Count the lines in the data below that contain the string "brown", and reply with the number alone.

** begin **

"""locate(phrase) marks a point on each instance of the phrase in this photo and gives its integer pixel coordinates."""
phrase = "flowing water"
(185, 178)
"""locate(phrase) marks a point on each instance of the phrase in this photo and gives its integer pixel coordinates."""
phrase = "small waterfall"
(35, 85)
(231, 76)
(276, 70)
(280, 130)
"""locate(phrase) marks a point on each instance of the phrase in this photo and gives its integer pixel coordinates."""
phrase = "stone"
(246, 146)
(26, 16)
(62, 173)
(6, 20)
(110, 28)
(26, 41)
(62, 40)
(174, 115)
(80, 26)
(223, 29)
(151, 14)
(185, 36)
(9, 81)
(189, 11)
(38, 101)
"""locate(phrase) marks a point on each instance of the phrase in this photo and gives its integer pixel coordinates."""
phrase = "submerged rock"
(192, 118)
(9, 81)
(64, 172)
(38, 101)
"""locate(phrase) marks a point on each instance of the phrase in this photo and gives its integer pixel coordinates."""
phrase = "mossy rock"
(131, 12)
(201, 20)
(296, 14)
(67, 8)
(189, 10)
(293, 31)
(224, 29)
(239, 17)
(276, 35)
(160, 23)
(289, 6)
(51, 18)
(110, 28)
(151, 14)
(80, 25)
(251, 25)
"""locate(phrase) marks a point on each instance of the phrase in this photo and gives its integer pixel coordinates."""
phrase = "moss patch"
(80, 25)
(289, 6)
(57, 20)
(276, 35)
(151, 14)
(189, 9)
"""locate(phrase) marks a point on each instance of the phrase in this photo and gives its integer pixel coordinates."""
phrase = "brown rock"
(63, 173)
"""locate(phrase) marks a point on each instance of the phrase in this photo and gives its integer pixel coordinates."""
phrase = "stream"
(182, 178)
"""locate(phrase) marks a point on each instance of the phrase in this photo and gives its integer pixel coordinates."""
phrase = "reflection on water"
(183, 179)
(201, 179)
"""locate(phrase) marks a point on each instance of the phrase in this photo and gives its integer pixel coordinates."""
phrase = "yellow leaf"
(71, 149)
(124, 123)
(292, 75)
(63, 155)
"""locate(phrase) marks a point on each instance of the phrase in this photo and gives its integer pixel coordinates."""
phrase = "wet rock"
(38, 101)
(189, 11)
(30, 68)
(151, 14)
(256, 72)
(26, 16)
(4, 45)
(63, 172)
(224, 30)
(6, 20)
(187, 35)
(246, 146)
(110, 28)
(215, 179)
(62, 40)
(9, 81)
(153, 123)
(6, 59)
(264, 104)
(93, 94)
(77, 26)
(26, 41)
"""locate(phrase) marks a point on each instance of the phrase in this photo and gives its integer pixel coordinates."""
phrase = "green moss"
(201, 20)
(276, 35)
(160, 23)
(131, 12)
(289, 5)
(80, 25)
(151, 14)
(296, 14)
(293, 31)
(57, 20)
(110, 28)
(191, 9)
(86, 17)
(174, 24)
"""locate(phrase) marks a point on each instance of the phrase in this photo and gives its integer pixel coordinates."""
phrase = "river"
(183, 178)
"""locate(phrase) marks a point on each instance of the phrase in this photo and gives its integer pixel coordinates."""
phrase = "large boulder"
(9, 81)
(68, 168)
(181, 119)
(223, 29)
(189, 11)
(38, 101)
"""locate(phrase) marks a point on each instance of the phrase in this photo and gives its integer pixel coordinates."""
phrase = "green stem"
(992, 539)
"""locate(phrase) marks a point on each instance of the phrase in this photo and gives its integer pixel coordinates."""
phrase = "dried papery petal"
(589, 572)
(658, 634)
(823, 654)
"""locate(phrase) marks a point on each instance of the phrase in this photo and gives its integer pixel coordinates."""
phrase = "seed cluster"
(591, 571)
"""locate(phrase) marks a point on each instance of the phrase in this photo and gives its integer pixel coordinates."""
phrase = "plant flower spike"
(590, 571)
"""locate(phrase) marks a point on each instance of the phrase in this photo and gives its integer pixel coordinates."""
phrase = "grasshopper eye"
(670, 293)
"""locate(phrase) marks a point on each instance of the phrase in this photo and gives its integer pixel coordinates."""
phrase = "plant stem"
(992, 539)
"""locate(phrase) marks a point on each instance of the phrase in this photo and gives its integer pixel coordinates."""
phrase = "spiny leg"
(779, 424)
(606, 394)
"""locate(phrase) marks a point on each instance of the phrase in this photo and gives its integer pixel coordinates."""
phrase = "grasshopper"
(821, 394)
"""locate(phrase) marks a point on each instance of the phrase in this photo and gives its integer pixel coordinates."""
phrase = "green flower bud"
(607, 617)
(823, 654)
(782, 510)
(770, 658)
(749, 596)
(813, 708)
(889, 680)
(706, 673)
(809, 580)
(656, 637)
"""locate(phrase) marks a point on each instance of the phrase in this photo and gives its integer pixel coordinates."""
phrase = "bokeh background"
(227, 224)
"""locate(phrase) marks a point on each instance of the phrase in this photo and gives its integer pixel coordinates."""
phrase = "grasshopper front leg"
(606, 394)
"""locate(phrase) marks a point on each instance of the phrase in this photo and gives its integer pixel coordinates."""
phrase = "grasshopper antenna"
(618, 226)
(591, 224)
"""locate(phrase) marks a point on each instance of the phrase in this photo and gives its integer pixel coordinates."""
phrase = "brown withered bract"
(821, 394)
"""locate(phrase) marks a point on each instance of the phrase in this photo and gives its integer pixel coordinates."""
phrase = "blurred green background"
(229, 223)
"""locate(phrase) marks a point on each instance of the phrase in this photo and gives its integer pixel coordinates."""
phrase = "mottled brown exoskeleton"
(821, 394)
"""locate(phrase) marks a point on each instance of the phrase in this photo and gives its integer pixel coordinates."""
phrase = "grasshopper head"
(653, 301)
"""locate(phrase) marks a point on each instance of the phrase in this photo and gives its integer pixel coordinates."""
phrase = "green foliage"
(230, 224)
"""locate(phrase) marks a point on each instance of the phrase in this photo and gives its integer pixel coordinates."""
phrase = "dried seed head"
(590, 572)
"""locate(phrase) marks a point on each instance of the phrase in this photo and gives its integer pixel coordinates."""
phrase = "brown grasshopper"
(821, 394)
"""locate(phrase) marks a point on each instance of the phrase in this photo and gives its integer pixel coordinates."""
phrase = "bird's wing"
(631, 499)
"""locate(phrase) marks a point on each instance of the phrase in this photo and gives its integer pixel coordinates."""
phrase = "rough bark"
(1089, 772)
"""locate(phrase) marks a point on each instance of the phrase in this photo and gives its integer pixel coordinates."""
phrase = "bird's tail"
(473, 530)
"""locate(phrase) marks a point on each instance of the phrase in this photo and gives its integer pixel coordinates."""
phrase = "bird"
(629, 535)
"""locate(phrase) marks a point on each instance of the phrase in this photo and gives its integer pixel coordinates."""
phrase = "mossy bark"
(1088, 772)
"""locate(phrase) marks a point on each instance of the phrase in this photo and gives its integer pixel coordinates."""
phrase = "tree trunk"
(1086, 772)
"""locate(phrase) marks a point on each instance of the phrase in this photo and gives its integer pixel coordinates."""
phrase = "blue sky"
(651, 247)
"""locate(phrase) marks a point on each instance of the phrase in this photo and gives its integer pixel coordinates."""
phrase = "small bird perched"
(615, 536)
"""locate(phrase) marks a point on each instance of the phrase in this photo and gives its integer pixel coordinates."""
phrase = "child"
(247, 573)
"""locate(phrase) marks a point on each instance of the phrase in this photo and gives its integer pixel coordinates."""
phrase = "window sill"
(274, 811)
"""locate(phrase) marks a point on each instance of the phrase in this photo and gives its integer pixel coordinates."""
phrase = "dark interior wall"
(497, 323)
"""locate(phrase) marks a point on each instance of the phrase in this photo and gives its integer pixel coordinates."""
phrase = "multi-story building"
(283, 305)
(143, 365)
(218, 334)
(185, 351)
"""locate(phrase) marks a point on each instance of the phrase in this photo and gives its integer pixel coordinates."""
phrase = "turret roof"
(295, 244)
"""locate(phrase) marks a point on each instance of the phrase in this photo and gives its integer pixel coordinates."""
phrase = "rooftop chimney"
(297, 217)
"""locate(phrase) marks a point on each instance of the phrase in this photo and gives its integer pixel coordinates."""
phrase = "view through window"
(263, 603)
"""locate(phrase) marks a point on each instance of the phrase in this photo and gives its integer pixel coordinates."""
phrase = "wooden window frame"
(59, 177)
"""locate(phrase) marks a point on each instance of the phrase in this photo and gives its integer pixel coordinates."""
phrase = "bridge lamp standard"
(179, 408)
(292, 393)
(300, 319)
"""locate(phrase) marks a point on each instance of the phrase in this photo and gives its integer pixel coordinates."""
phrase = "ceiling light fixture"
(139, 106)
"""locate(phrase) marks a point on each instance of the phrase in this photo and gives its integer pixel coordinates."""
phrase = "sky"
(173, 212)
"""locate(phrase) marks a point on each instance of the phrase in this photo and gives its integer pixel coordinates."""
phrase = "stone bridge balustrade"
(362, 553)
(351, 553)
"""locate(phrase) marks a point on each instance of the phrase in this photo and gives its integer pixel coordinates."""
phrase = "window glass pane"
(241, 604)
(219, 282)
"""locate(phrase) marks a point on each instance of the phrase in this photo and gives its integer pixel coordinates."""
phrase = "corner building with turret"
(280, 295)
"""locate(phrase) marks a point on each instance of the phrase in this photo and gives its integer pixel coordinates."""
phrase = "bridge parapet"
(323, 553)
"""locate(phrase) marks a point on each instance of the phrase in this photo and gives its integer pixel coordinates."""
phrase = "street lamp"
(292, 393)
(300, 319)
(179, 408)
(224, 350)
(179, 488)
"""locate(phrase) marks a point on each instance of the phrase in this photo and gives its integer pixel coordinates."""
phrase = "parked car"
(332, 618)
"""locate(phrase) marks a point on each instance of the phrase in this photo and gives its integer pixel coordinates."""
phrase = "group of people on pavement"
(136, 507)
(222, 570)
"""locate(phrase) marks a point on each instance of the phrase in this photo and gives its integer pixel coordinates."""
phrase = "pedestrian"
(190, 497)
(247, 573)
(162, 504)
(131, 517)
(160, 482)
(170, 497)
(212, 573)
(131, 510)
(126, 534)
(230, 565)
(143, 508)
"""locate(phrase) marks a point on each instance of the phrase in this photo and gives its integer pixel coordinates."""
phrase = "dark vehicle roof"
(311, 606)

** end **

Correct response:
4